[Date Prev][Date Next][Thread Prev][Thread Next] [Search] [Date Index] [Thread Index]

[MacPerl] Generic Search Script




Hi,

I wrote this search script and am submitting here for two reasons:

   a) I'm hoping some of you MacPerl experts can give me some
      tips how to improve this script.

   b) I hope that it will be of some benefit to the MacPerl
      community.

Even though this script is intended to be generic (run on any
platform running Perl), I have been using it in MPW.  It appears
to be faster and more flexible than the searching facilities
built into MPW.

I would appreciate suggestions for improvements.

Thanks,

Ero Brown





#========================================================================
#========================================================================
#
# Search.pl
#
# Author: Ero Brown <ero@fiber.net>
#
# Version: 1.3
#
#========================================================================
#========================================================================

#!/usr/local/bin/perl

### required package needed for this script
require 'find.pl';


#========================================================================

### define true and false.
:::
> [Task instructions]
1 – Copy the part of the MacPerl search script post starting at "#!/usr/local/bin/perl" and ending at "true and false.".
2 – According to the MacPerl search script post, in what environment has the writer been running the script?
The lines that come after this text aren't needed.

> [Data]
:::
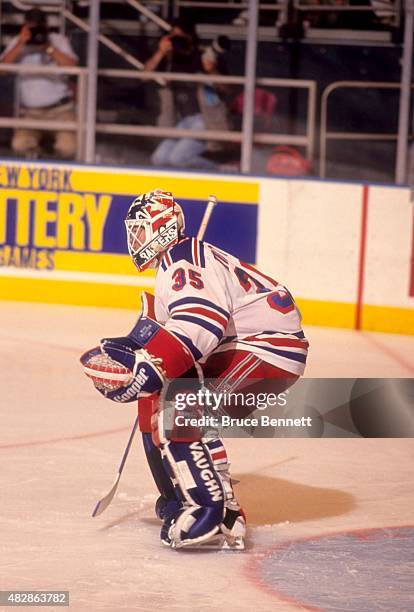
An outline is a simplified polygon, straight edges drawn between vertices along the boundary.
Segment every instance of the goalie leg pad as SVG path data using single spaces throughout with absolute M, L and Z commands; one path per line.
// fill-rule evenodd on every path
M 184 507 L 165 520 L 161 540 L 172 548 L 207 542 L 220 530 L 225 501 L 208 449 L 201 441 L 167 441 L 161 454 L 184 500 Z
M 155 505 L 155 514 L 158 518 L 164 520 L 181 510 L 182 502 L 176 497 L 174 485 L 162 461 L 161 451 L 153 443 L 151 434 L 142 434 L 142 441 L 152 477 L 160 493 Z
:::
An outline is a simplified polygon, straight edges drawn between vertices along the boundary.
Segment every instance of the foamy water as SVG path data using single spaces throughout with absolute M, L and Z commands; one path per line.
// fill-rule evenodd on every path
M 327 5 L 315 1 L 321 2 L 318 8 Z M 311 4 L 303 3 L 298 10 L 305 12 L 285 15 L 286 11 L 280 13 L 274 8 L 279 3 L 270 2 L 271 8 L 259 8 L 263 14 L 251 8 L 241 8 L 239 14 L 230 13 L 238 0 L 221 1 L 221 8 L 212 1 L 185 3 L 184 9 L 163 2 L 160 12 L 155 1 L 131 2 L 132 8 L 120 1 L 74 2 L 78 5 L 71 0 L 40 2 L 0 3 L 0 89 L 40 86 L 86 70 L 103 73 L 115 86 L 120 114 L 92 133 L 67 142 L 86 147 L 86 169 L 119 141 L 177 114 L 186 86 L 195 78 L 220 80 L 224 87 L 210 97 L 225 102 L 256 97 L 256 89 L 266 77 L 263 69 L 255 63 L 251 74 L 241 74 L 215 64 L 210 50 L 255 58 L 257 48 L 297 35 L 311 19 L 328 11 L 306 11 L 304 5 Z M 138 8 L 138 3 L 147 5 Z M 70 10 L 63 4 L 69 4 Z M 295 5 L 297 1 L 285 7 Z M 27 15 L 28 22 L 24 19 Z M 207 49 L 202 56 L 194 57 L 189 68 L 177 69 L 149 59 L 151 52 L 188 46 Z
:::
> [Task answers]
1 –
#!/usr/local/bin/perl

### required package needed for this script
require 'find.pl';


#========================================================================

### define true and false.

2 – MPW